> [Directions for this task]
Which lines in the records below contain the string "rocky"? Gather every such line and copy it out in full, treating uppercase and lowercase as different.
_ _ _ _ _ _ _
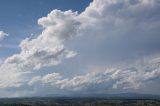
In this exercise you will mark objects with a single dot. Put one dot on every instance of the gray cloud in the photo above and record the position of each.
(109, 30)
(2, 35)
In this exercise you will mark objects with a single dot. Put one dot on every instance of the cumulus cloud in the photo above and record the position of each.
(45, 50)
(125, 29)
(132, 77)
(2, 35)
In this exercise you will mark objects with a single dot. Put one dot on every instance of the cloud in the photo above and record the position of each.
(124, 78)
(111, 29)
(45, 50)
(2, 35)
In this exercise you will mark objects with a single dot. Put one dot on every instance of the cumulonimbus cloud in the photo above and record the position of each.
(129, 27)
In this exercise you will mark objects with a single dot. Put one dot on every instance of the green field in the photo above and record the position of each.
(76, 102)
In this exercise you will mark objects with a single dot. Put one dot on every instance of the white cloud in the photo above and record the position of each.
(132, 78)
(127, 28)
(45, 50)
(2, 35)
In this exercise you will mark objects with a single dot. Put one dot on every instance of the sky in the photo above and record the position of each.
(59, 47)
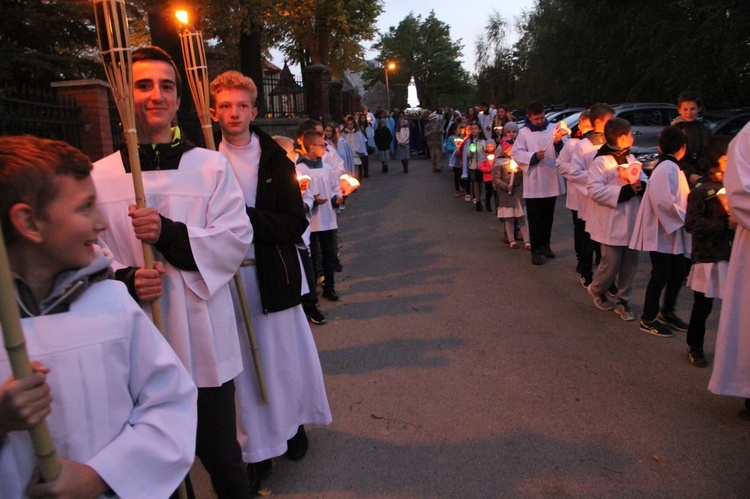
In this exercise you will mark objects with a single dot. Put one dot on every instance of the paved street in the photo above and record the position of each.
(455, 368)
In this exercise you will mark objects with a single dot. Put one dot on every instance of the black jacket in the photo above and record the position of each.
(708, 222)
(278, 221)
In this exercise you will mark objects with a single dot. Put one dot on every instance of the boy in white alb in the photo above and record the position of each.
(660, 230)
(535, 151)
(196, 221)
(122, 407)
(326, 187)
(611, 217)
(273, 282)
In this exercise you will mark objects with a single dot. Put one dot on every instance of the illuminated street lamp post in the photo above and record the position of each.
(391, 66)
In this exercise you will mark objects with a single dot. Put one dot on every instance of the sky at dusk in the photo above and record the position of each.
(466, 21)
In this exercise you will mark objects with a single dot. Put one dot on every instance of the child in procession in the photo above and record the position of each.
(712, 229)
(660, 230)
(508, 183)
(611, 218)
(120, 406)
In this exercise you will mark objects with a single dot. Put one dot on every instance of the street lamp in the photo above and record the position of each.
(391, 66)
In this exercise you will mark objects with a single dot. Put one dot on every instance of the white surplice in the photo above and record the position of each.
(660, 224)
(608, 221)
(731, 374)
(122, 401)
(197, 305)
(288, 355)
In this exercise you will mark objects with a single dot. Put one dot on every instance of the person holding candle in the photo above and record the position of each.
(582, 159)
(120, 405)
(660, 230)
(472, 155)
(611, 217)
(731, 373)
(535, 150)
(708, 221)
(507, 181)
(273, 285)
(197, 223)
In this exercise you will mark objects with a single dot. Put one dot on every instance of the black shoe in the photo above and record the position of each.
(297, 445)
(673, 322)
(263, 469)
(655, 328)
(586, 279)
(697, 358)
(314, 315)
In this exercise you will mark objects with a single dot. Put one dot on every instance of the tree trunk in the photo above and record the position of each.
(251, 61)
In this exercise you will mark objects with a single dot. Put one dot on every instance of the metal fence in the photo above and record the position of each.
(284, 96)
(37, 111)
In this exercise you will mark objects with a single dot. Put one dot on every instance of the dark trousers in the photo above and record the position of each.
(216, 442)
(457, 179)
(489, 194)
(540, 214)
(584, 246)
(702, 306)
(667, 274)
(310, 299)
(325, 243)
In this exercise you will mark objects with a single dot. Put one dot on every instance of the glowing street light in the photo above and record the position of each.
(391, 66)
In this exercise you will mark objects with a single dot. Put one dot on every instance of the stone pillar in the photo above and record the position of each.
(316, 78)
(335, 89)
(92, 97)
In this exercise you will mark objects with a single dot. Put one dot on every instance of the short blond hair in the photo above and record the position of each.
(230, 80)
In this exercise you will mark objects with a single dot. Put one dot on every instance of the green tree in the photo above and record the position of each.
(423, 48)
(495, 63)
(47, 40)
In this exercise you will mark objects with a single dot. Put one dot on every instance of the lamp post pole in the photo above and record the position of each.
(389, 65)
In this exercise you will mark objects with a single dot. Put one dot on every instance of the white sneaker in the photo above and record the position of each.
(624, 312)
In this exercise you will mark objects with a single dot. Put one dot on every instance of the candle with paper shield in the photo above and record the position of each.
(513, 169)
(349, 184)
(304, 181)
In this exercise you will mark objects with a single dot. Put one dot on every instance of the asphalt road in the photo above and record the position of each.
(455, 368)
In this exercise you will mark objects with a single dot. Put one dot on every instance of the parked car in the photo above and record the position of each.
(727, 122)
(556, 116)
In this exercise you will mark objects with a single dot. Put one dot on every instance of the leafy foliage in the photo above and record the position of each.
(47, 40)
(423, 48)
(603, 50)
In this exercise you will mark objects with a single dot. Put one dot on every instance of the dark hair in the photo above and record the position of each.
(308, 136)
(307, 124)
(28, 167)
(535, 107)
(154, 53)
(671, 140)
(689, 96)
(716, 148)
(599, 111)
(614, 129)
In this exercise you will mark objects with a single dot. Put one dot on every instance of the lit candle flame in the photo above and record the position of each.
(182, 16)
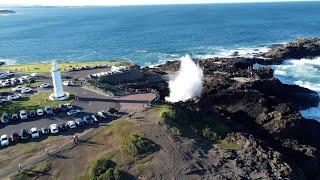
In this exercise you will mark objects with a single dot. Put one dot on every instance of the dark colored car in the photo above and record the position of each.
(45, 130)
(62, 127)
(63, 107)
(96, 119)
(113, 111)
(25, 134)
(88, 120)
(14, 117)
(56, 110)
(5, 118)
(32, 114)
(80, 122)
(15, 138)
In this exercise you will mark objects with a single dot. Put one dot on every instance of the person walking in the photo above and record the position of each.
(19, 166)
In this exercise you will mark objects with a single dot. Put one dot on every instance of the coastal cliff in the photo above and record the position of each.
(261, 112)
(7, 12)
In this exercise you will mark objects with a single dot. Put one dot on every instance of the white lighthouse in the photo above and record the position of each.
(58, 93)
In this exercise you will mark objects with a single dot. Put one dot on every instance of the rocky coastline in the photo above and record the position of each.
(4, 11)
(262, 113)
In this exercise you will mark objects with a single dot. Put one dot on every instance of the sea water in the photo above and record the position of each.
(150, 35)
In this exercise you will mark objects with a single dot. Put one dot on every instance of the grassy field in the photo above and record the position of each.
(32, 102)
(44, 68)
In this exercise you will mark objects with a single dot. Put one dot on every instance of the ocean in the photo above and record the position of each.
(151, 35)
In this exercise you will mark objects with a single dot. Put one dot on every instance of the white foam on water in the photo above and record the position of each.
(304, 73)
(187, 82)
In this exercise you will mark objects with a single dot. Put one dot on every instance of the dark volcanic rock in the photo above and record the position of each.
(299, 48)
(254, 102)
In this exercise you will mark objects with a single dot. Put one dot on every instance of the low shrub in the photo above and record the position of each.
(136, 145)
(101, 166)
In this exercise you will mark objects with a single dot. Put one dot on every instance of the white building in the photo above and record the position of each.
(58, 93)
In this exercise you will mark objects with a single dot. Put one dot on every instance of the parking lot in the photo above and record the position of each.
(86, 100)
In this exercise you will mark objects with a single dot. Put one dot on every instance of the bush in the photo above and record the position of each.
(166, 114)
(101, 166)
(210, 134)
(136, 145)
(111, 174)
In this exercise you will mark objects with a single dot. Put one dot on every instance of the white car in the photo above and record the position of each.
(34, 133)
(23, 115)
(67, 83)
(26, 90)
(73, 112)
(44, 85)
(39, 112)
(54, 129)
(17, 88)
(72, 124)
(5, 84)
(4, 140)
(13, 97)
(69, 106)
(48, 110)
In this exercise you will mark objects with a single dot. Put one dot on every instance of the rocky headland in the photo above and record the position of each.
(273, 140)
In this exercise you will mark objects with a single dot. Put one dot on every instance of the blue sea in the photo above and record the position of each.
(150, 35)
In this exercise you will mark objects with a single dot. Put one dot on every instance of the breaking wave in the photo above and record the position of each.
(304, 73)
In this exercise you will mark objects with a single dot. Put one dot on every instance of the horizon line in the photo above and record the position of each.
(155, 4)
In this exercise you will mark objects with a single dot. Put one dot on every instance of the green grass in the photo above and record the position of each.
(40, 169)
(137, 146)
(227, 145)
(32, 102)
(44, 68)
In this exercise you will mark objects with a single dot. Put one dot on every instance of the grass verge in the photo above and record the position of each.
(44, 68)
(32, 102)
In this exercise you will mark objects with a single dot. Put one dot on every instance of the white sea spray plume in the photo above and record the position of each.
(187, 82)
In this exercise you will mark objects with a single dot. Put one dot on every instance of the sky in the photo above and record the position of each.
(122, 2)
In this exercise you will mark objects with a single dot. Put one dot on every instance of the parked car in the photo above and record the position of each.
(39, 112)
(45, 130)
(54, 129)
(14, 117)
(13, 97)
(23, 115)
(88, 120)
(95, 118)
(63, 107)
(102, 114)
(17, 88)
(15, 138)
(80, 122)
(113, 111)
(34, 133)
(48, 110)
(69, 106)
(24, 134)
(71, 124)
(73, 112)
(26, 90)
(44, 85)
(67, 83)
(32, 113)
(62, 127)
(4, 140)
(5, 118)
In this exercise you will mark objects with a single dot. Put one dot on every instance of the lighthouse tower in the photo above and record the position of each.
(58, 93)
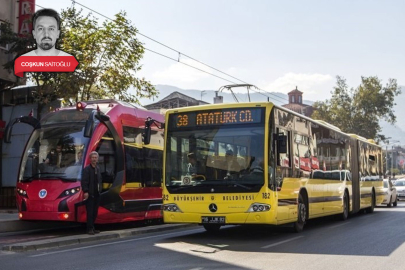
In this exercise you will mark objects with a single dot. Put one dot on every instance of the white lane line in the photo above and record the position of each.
(112, 243)
(335, 226)
(282, 242)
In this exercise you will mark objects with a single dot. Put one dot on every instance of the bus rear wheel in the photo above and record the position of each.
(212, 227)
(345, 213)
(298, 226)
(371, 208)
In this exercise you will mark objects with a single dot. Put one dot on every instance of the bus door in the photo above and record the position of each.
(111, 163)
(355, 177)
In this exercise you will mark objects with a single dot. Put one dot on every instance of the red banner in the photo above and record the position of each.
(26, 10)
(2, 125)
(44, 64)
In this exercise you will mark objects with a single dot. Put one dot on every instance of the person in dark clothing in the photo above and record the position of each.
(91, 187)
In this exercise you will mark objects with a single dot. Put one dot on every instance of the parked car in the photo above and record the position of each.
(400, 186)
(390, 193)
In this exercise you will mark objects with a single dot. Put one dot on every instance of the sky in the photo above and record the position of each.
(274, 45)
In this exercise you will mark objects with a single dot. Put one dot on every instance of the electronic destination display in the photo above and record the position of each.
(221, 117)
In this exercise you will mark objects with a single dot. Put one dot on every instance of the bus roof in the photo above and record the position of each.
(266, 104)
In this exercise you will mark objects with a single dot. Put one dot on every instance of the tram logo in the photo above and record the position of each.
(42, 193)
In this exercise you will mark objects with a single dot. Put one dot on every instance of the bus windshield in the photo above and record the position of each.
(220, 159)
(54, 152)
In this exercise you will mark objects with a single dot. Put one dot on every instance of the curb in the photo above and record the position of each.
(22, 225)
(82, 239)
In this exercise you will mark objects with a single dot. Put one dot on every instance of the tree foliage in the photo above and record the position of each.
(359, 110)
(108, 54)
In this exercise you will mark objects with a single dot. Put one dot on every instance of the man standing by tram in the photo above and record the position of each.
(91, 186)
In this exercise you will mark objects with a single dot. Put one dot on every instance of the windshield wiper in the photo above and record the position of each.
(48, 175)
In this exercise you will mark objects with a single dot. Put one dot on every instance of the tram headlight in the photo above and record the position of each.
(171, 207)
(259, 207)
(22, 192)
(69, 192)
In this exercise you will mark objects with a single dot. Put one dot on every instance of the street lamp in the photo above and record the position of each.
(392, 155)
(202, 93)
(387, 143)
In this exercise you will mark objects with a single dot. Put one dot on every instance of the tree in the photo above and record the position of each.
(359, 110)
(108, 56)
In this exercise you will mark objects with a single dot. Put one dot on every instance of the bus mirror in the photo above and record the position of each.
(88, 129)
(104, 118)
(7, 133)
(147, 134)
(282, 144)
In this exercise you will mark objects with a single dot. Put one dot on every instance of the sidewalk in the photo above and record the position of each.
(85, 238)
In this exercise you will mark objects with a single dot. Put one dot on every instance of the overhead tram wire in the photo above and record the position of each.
(180, 53)
(190, 66)
(276, 97)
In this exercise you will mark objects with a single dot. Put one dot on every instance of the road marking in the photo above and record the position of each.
(282, 242)
(112, 243)
(335, 226)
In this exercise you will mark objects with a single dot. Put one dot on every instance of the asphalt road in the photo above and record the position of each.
(364, 241)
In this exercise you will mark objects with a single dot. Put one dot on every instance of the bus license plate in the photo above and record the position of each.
(213, 220)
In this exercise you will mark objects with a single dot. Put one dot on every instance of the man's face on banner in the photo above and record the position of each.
(46, 32)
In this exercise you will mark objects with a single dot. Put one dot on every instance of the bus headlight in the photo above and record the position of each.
(171, 207)
(69, 192)
(22, 192)
(259, 207)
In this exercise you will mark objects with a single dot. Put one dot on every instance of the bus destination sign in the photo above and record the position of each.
(217, 117)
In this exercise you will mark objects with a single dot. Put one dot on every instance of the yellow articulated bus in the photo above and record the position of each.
(257, 163)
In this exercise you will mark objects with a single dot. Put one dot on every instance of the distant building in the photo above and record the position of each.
(174, 100)
(295, 103)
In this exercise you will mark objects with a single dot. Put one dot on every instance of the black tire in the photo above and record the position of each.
(298, 226)
(371, 208)
(345, 213)
(389, 204)
(212, 228)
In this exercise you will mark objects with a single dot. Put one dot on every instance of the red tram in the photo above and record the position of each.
(48, 185)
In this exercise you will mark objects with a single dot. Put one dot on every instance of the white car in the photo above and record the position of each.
(400, 186)
(390, 193)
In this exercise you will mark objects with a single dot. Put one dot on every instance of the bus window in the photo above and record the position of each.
(106, 161)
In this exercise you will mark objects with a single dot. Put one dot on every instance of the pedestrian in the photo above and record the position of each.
(46, 31)
(91, 187)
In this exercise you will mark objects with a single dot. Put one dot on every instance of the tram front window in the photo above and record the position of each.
(54, 153)
(227, 159)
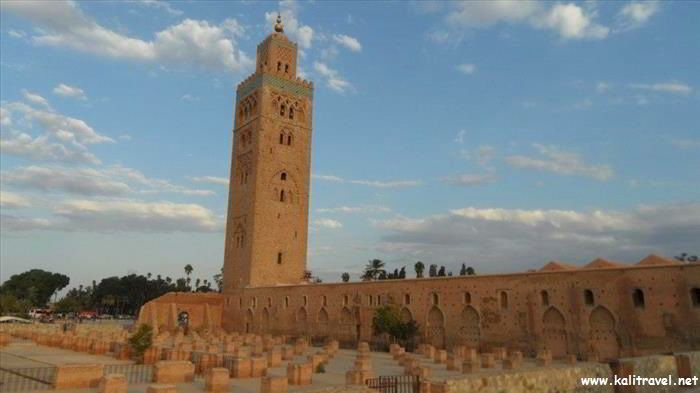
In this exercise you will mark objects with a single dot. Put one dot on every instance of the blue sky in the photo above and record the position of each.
(502, 134)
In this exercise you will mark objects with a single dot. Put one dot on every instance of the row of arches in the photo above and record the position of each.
(603, 337)
(247, 107)
(288, 109)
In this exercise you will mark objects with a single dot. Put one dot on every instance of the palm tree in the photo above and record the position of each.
(373, 269)
(420, 267)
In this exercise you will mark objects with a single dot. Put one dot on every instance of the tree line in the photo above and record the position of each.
(375, 270)
(111, 295)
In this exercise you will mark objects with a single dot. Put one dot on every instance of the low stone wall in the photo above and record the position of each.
(554, 379)
(345, 389)
(659, 366)
(78, 376)
(688, 364)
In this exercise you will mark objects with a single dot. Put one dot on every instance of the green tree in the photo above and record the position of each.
(36, 286)
(67, 304)
(432, 272)
(419, 267)
(219, 280)
(141, 341)
(373, 270)
(387, 320)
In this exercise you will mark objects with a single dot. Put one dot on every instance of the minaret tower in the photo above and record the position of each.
(268, 208)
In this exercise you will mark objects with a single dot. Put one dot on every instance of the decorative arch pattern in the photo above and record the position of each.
(323, 321)
(436, 327)
(405, 315)
(247, 107)
(554, 331)
(289, 108)
(603, 336)
(283, 188)
(470, 327)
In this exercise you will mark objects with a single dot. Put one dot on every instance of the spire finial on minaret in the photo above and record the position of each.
(279, 27)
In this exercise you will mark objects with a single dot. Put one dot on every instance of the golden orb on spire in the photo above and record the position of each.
(279, 27)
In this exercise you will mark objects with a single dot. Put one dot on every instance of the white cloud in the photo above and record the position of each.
(35, 98)
(686, 143)
(488, 237)
(562, 162)
(210, 179)
(331, 178)
(328, 223)
(297, 31)
(472, 179)
(69, 91)
(371, 183)
(572, 22)
(120, 216)
(349, 42)
(333, 78)
(5, 117)
(466, 68)
(188, 97)
(486, 13)
(10, 200)
(16, 33)
(355, 209)
(191, 42)
(665, 87)
(161, 4)
(111, 181)
(42, 149)
(460, 136)
(74, 181)
(602, 87)
(636, 13)
(15, 224)
(569, 20)
(63, 127)
(387, 184)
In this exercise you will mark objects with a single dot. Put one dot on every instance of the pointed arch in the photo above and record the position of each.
(323, 321)
(348, 328)
(436, 327)
(554, 331)
(603, 336)
(249, 321)
(470, 327)
(405, 315)
(265, 320)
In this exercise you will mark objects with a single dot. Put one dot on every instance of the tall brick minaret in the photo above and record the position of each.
(268, 209)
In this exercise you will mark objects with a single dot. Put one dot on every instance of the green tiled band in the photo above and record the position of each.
(284, 84)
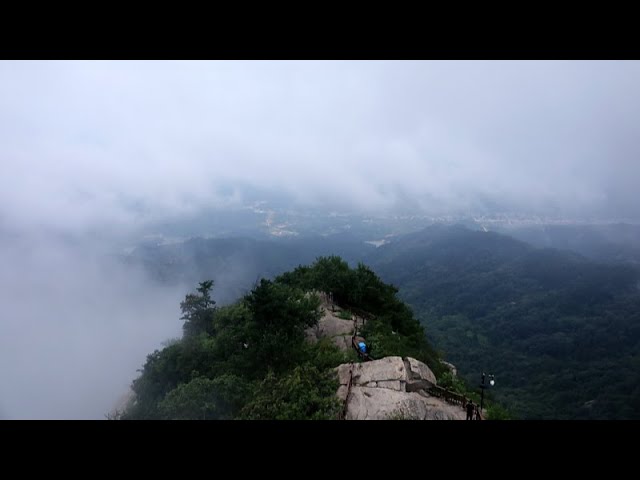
_ _ _ _ _ _ _
> [Exercise solution]
In this exercise you will mark objects with a single dot. Put one dot on every instance of the rocky coastline in the photo above and record the position of each.
In this exercise you will mark objects with a single dot. Put one dot on every instance of the rocky headland in the photo above and record the position of each.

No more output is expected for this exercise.